** Start Document excerpt **
The company reduced debt by about $625 million during the fourth quarter and is on target to reduce debt by $1.5 billion by the end of 2022.

“We feel like we’ve turned the corner here and strengthened our company,” Morgan said in closing the conference call.

For the quarter, adjusted EBITDA from ongoing operations was $1.17 billion, compared to $802 million for the same period in 2020.

Vistra’s share price gained 22 cents Friday, closing at $21.90. It had dropped to $17.25 in February after the company disclosed its winter storm losses. (See Vistra Stock Plunges After Market Losses.)

OGE Turns in Solid Year

OGE Energy (NYSE:OGE) on Thursday reported year-end earnings of $737.3 million ($3.68/diluted share), compared to a net loss of $173.7 million ($0.87/diluted share) for 2020.

For the quarter, earnings were $319.2 million ($1.59/diluted share), up from $54.8 million ($0.27/diluted share) for the year prior.

Most of the gains came from OGE’s Oklahoma Gas & Electric subsidiary, which turned in 2.4% load growth and increased revenues from capital investment recovery. That was partially offset by the February winter storm’s effects and higher depreciation on a growing asset base.

“Every single employee contributed to the excellent results we delivered this year especially when you consider the headwinds we faced in early 2021,” CEO Sean Trauschke said in a statement.

The Oklahoma City-based company forecasts long-term utility earnings growth of 5 to 7% per share.

OGE’s share price gained $1.75 and finished the week at $37.18, a 5% increase following the earnings announcement.
** End Document excerpt **
**Task:** According to the earnings report above, what long-term utility earnings growth per share does OGE Energy forecast?
** Start Stored data **
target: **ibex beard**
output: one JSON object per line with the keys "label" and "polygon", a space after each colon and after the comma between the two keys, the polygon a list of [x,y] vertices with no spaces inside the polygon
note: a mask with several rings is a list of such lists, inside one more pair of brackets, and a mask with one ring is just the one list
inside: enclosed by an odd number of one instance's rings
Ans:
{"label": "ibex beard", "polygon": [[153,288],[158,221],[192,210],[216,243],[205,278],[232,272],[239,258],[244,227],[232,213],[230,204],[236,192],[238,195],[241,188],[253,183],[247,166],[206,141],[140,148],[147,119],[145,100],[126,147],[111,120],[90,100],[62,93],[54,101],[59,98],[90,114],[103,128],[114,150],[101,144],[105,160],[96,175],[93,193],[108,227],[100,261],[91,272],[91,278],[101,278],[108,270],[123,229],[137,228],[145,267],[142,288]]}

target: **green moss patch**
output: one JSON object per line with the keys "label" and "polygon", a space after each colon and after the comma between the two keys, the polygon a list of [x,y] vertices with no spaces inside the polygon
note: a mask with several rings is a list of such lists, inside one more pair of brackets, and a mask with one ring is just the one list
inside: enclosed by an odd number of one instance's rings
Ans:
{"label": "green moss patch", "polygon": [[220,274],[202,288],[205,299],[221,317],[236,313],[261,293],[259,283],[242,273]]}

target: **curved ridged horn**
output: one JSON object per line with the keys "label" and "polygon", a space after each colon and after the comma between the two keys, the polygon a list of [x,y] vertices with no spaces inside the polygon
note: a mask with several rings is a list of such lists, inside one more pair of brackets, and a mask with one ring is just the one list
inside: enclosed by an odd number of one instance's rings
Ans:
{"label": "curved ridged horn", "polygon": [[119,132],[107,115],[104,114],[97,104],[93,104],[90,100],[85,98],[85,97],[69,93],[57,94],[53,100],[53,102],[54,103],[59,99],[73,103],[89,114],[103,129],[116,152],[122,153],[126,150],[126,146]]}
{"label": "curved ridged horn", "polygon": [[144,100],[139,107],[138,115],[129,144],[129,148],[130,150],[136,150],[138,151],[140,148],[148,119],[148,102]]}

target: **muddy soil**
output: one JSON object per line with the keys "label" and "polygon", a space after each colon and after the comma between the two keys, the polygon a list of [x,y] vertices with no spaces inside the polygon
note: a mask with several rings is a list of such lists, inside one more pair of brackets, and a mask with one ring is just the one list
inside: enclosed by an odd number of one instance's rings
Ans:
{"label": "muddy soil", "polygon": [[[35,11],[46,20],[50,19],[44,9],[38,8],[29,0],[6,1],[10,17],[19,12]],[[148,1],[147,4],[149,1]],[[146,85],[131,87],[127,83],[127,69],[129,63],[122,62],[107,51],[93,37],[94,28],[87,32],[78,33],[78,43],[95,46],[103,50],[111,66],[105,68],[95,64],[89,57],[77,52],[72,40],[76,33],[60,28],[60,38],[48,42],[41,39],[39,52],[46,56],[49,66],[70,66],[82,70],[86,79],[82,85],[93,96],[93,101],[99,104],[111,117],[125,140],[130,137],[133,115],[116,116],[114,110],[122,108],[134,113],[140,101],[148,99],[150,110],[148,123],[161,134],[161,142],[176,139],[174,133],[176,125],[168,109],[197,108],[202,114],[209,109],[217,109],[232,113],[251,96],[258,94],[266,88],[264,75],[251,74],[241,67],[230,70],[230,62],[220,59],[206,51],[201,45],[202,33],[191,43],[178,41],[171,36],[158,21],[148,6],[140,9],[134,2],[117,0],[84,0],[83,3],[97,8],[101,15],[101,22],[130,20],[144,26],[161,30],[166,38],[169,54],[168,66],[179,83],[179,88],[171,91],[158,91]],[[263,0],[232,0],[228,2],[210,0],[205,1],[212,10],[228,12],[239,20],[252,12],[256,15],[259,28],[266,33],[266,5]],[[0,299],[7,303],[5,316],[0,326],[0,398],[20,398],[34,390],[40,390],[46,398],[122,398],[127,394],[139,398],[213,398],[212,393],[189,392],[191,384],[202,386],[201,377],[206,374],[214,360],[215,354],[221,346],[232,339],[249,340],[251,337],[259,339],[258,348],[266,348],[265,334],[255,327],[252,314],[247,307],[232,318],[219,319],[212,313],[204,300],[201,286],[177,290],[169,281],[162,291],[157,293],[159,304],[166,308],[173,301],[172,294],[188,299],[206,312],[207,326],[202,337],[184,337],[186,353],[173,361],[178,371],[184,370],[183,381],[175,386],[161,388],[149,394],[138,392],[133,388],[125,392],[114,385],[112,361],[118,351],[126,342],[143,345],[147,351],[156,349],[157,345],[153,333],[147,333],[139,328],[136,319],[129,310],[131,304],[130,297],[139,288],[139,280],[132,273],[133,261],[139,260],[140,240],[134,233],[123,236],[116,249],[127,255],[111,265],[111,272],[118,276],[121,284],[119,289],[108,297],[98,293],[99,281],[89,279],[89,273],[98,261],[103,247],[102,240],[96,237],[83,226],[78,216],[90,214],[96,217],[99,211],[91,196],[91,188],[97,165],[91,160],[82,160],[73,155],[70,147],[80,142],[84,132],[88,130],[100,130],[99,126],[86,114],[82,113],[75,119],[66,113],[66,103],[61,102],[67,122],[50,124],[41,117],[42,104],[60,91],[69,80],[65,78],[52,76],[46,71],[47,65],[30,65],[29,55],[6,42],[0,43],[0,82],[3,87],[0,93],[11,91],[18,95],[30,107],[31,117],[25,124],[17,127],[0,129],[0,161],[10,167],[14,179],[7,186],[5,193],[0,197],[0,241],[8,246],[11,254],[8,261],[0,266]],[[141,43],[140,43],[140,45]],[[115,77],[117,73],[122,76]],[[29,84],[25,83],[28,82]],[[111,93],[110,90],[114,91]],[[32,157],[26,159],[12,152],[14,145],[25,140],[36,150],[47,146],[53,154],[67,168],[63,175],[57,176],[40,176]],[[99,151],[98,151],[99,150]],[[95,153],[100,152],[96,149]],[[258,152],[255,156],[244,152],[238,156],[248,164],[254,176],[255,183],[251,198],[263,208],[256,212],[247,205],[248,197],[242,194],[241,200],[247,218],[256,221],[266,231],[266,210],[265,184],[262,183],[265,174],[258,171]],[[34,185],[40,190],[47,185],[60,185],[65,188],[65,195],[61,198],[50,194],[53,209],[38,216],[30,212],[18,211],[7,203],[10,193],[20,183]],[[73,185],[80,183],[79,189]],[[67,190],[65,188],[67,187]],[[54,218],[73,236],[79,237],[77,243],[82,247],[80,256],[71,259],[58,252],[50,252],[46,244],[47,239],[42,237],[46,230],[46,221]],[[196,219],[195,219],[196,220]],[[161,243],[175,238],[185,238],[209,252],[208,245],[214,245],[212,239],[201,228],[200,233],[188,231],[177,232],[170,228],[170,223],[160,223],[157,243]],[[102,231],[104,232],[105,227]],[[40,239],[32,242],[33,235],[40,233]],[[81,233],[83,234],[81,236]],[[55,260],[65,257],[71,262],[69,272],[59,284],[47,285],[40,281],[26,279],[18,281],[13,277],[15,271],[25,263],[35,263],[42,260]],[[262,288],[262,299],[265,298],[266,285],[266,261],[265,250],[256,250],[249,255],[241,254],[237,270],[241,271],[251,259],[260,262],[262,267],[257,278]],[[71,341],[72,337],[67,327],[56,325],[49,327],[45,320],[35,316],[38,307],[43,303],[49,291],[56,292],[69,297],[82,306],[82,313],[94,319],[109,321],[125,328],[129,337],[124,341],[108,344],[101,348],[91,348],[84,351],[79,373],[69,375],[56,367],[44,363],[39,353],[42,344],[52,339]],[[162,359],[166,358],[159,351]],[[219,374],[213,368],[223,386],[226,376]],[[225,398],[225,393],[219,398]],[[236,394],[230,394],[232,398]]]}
** End Stored data **
**Written response:** 5 to 7% per share.